> _Exercise objective_: Present the following data again exactly as it is shown.

·····

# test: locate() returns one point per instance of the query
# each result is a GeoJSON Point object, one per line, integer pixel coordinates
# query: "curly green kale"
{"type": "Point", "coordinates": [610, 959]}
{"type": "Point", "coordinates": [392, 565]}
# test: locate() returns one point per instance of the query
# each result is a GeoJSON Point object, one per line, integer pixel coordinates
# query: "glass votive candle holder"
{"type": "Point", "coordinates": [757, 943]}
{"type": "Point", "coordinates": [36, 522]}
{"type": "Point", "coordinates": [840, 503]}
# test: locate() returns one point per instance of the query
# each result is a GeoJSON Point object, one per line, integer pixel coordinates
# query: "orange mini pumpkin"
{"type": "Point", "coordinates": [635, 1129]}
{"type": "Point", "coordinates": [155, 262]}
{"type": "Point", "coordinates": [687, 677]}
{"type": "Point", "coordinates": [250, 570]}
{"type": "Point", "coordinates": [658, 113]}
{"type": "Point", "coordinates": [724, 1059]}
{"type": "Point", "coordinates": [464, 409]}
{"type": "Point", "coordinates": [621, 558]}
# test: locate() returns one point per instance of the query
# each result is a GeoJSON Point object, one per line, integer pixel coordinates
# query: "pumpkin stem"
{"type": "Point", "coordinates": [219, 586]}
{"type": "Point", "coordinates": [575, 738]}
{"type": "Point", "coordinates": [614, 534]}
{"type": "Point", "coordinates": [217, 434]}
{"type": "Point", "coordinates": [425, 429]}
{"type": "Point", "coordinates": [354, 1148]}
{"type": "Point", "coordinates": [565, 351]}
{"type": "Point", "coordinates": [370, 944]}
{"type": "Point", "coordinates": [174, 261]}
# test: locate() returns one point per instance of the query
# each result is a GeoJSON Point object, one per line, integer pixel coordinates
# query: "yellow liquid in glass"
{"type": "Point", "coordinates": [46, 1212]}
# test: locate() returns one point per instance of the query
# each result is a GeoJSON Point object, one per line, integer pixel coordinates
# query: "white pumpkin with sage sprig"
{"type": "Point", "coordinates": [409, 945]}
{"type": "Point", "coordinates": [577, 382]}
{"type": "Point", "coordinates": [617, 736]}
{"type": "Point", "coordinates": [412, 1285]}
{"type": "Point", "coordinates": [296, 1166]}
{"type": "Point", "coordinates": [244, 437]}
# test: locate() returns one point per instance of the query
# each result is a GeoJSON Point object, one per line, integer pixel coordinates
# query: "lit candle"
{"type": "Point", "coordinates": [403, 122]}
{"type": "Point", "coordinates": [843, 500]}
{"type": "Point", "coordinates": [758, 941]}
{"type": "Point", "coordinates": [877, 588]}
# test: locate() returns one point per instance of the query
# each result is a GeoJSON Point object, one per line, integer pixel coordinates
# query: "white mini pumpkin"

·····

> _Reply to the task_:
# test: locate() returns one point per instance of the query
# each result is a GeoJSON Point object, one per line, integer pixel coordinates
# query: "curly green kale"
{"type": "Point", "coordinates": [610, 959]}
{"type": "Point", "coordinates": [392, 565]}
# test: locate() returns one point per instance of the query
# each result is a GeoJSON Point object, one per line, integer pixel coordinates
# query: "glass votive candle holder"
{"type": "Point", "coordinates": [757, 943]}
{"type": "Point", "coordinates": [36, 522]}
{"type": "Point", "coordinates": [840, 503]}
# test: locate() returns one point per instance of the query
# each result is a GeoJSON Point object, one per line, integer pixel coordinates
# query: "orange mini pumpkin"
{"type": "Point", "coordinates": [635, 1129]}
{"type": "Point", "coordinates": [155, 262]}
{"type": "Point", "coordinates": [687, 677]}
{"type": "Point", "coordinates": [250, 570]}
{"type": "Point", "coordinates": [658, 113]}
{"type": "Point", "coordinates": [724, 1059]}
{"type": "Point", "coordinates": [464, 409]}
{"type": "Point", "coordinates": [621, 558]}
# test: locate() returns one point per instance of the query
# each result is a GeoJSON Point object, one per line, integer pixel coordinates
# query: "pumpkin stem"
{"type": "Point", "coordinates": [219, 586]}
{"type": "Point", "coordinates": [575, 738]}
{"type": "Point", "coordinates": [614, 534]}
{"type": "Point", "coordinates": [217, 434]}
{"type": "Point", "coordinates": [425, 429]}
{"type": "Point", "coordinates": [354, 1148]}
{"type": "Point", "coordinates": [565, 351]}
{"type": "Point", "coordinates": [370, 944]}
{"type": "Point", "coordinates": [174, 261]}
# test: locate() returns one point per instance of the query
# each result is a GeoJSON Point object, one per line, integer pixel coordinates
# query: "yellow liquid in glass"
{"type": "Point", "coordinates": [46, 1212]}
# test: locate() returns one point per instance of the query
# each result is a GeoJSON Point object, one per line, integer pixel coordinates
# query: "white pumpkin with sage sprig"
{"type": "Point", "coordinates": [409, 945]}
{"type": "Point", "coordinates": [577, 382]}
{"type": "Point", "coordinates": [617, 736]}
{"type": "Point", "coordinates": [412, 1285]}
{"type": "Point", "coordinates": [296, 1166]}
{"type": "Point", "coordinates": [244, 437]}
# test: locate() returns one point per instance of the query
# each result is a GeoJSON Point object, one per line, integer pixel coordinates
# query: "lit candle"
{"type": "Point", "coordinates": [403, 122]}
{"type": "Point", "coordinates": [843, 500]}
{"type": "Point", "coordinates": [758, 941]}
{"type": "Point", "coordinates": [877, 588]}
# test: locate() returns one point per instance of the query
# each result is a GeoJSON Point object, one per line, integer pixel coordinates
# query: "white mini pumpkin"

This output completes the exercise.